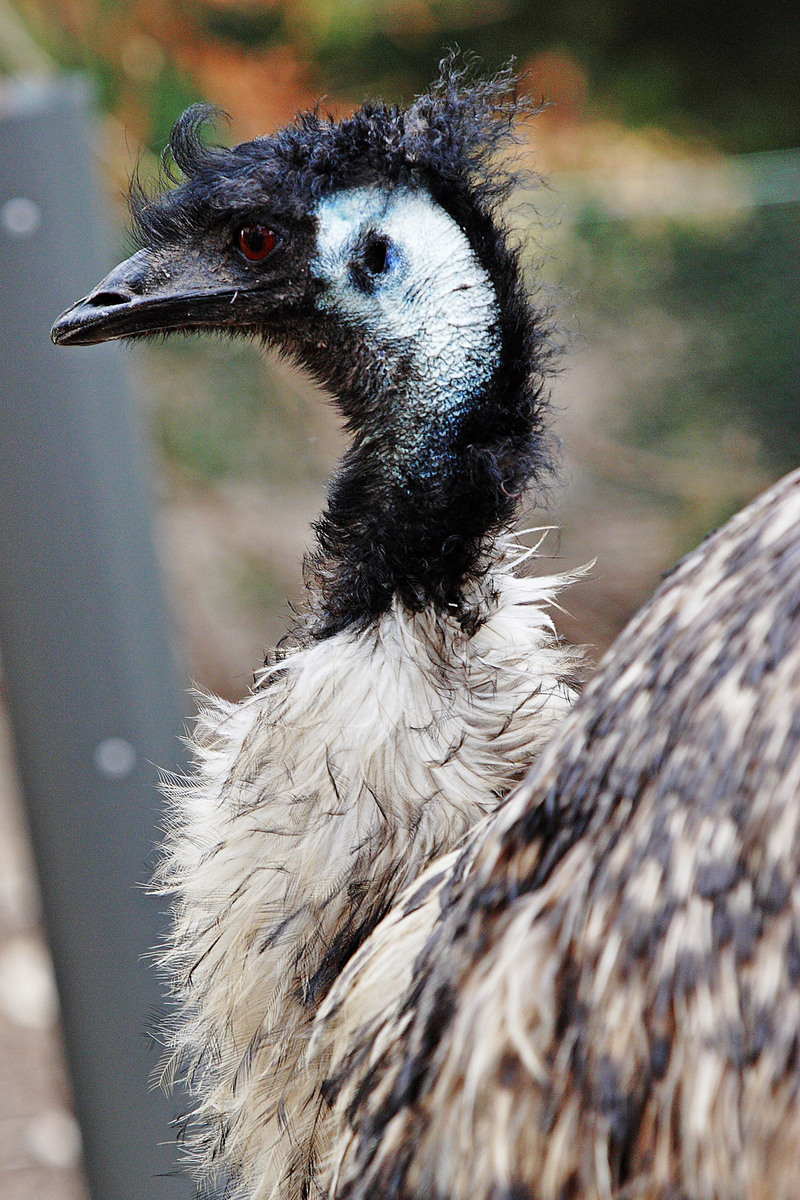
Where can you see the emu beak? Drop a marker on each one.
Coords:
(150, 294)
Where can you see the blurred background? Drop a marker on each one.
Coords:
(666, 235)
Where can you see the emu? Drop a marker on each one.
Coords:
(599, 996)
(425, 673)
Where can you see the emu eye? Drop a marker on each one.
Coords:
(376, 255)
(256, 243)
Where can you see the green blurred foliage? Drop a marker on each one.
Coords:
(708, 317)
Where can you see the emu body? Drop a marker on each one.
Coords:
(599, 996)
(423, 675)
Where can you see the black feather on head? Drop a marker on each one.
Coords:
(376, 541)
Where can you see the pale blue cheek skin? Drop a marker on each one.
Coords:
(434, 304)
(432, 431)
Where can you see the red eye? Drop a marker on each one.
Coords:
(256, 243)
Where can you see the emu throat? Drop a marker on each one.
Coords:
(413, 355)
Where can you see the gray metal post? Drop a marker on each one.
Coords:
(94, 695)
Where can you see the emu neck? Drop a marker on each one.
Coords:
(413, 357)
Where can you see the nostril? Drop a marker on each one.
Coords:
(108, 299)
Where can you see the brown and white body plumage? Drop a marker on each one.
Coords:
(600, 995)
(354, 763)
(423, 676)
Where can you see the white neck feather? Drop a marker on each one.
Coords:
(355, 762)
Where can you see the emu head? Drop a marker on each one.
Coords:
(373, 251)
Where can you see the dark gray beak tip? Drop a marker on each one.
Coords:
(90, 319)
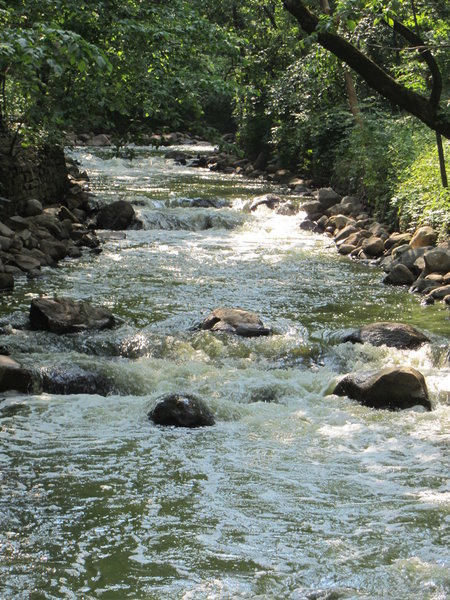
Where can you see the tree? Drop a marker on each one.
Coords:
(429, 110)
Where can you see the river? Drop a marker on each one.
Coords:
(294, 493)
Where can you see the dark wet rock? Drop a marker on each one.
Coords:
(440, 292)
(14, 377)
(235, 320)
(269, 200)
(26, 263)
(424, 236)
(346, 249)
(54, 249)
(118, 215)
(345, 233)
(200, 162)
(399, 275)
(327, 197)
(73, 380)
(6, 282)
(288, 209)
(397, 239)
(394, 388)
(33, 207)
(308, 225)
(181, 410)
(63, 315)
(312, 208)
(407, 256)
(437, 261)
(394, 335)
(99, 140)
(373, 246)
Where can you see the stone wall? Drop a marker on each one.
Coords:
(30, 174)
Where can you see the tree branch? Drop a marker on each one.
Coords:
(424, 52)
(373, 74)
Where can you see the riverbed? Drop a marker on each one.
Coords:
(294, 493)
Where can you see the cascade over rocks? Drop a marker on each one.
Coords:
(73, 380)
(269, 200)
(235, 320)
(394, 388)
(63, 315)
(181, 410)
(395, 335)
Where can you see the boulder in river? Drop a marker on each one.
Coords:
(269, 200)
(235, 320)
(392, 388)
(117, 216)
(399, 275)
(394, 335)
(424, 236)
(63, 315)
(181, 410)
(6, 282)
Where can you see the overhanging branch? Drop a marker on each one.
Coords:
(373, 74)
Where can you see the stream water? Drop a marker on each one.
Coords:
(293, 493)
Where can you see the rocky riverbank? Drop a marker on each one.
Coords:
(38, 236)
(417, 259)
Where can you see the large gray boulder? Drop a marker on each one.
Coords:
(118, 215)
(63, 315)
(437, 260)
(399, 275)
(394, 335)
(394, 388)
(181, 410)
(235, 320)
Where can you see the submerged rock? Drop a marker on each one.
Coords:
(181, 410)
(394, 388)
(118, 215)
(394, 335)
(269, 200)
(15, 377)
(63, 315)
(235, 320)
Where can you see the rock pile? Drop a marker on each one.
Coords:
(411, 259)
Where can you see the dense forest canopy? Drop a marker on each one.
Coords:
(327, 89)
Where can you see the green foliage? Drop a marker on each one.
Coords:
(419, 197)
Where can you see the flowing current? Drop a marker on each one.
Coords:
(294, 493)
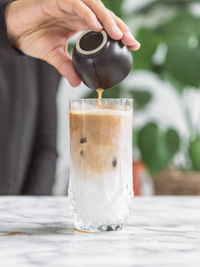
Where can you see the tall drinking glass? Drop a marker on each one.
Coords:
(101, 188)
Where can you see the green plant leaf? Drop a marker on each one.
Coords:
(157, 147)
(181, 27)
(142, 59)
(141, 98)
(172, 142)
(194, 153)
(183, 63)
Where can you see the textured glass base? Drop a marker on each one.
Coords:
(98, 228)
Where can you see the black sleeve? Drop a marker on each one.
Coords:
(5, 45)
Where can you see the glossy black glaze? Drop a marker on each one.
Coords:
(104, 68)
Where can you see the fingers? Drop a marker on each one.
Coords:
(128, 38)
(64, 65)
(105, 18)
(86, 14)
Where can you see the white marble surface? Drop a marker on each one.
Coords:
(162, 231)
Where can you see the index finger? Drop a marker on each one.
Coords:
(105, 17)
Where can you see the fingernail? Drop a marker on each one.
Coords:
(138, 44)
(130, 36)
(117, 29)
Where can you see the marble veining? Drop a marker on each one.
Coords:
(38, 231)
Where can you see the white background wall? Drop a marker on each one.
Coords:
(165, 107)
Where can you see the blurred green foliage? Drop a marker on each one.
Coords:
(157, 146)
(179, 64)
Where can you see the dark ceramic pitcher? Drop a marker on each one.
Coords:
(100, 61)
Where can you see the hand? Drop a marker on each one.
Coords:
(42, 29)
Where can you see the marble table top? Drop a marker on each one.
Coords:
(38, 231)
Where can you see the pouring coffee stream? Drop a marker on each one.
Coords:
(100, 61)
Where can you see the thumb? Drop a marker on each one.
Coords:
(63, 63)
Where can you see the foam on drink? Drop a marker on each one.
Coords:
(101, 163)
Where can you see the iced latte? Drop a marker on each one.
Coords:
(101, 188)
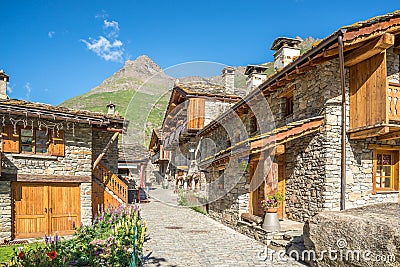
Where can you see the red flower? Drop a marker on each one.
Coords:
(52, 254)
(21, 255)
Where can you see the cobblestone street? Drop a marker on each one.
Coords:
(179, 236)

■ ■ ■ ■ ■ ■ ■

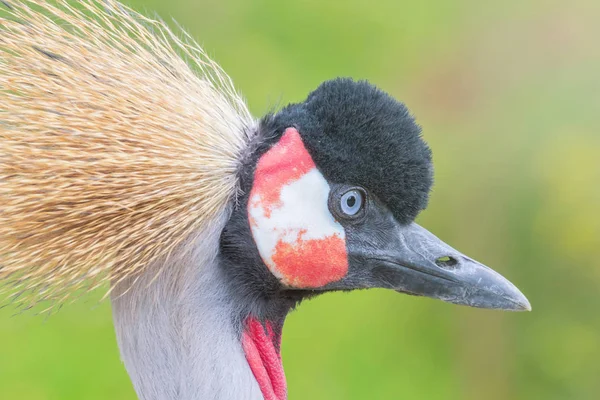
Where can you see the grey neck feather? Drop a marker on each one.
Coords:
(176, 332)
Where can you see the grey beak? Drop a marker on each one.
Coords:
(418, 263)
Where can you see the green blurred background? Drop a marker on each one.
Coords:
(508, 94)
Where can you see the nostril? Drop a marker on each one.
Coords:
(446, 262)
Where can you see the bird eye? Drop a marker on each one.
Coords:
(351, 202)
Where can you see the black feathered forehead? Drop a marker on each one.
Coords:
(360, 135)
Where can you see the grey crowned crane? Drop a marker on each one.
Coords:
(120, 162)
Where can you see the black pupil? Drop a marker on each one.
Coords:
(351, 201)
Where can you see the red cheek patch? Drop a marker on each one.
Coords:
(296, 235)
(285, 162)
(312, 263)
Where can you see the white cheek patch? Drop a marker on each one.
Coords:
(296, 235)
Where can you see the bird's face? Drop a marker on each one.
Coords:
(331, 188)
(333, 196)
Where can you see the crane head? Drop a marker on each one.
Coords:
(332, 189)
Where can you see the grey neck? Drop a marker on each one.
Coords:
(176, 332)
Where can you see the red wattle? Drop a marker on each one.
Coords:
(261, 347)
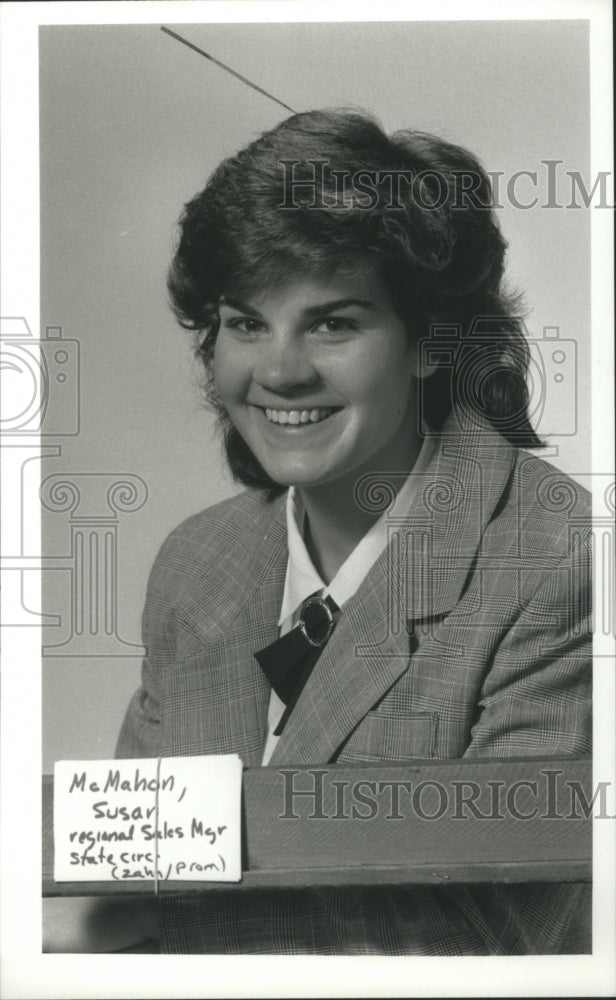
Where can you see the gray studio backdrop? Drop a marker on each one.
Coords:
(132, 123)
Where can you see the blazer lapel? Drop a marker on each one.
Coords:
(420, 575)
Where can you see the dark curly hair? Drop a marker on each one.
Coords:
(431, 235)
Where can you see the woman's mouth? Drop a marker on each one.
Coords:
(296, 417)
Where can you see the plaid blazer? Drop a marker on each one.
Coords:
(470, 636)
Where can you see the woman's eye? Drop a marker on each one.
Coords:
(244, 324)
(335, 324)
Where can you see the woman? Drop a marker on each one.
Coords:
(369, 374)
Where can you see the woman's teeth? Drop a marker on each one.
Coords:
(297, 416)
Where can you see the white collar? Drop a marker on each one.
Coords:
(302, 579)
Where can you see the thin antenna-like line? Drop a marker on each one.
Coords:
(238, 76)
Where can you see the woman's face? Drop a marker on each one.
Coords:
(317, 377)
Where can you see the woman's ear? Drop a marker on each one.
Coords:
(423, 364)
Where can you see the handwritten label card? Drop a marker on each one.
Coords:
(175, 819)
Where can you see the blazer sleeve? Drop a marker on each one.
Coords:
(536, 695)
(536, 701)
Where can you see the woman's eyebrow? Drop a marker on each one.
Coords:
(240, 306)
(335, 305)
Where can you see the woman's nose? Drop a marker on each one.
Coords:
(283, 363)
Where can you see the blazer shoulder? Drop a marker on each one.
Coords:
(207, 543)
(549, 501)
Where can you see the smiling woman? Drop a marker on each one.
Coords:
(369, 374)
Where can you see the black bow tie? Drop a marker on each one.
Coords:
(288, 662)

■ ■ ■ ■ ■ ■ ■

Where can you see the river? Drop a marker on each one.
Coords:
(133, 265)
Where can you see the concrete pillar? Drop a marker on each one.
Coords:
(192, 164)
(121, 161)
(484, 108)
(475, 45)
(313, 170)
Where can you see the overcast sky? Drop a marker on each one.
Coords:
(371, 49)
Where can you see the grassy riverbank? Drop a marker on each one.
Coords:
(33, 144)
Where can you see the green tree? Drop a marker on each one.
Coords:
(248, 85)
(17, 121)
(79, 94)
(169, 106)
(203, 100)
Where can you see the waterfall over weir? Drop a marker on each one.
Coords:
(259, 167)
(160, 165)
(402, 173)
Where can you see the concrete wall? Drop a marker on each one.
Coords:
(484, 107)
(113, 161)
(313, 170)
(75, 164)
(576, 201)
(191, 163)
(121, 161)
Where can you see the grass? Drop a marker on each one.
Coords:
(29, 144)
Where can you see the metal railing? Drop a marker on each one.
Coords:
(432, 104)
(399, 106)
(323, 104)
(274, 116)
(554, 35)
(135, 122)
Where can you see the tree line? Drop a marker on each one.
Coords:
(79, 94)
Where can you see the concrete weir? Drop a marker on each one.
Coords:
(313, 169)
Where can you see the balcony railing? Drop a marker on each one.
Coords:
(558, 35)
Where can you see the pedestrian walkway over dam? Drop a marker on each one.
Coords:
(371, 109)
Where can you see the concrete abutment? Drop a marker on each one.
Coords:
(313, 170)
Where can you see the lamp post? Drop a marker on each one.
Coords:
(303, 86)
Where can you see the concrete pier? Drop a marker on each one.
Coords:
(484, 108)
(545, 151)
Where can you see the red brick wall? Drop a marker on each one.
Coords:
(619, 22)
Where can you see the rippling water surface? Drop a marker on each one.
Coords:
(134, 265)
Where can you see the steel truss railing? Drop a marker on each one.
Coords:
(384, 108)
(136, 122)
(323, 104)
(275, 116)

■ ■ ■ ■ ■ ■ ■

» Exercise:
Scan the material above for the string "surface" and return the lines that hold it.

» Task answer:
Where can you see the white marble surface? Drop a marker on each one.
Where can you see the rippling water surface? Drop a marker on each one.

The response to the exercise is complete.